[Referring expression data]
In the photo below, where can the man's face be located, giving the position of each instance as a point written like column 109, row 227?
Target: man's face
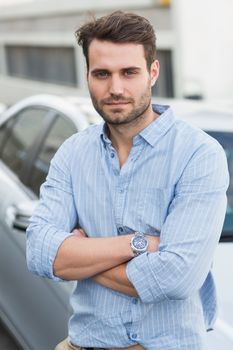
column 119, row 81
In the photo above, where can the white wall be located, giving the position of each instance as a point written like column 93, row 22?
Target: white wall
column 204, row 53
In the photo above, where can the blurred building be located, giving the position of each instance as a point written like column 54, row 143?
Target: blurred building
column 38, row 52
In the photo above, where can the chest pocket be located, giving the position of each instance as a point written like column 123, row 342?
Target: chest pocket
column 153, row 208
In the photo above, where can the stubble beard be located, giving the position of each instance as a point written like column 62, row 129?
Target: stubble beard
column 118, row 116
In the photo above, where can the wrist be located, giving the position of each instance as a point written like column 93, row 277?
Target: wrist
column 139, row 243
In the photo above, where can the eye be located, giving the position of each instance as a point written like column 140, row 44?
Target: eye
column 130, row 72
column 101, row 74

◆ REQUIREMENT
All lines from the line holding "In the photo above, where can the stubble" through the end of the records above need to be transcribed exactly, and no other text should appear.

◆ REPLY
In the photo above, where can the stubble beard be located, giving the position of each instance as a point written like column 62, row 129?
Target: stubble beard
column 118, row 116
In the photo above, where can the wrist be located, giving the position of each instance as a point written like column 93, row 277?
Target: wrist
column 139, row 243
In the photo above, where can the eye be located, giving the position of each instance as a point written like column 140, row 44?
Target: eye
column 130, row 72
column 101, row 74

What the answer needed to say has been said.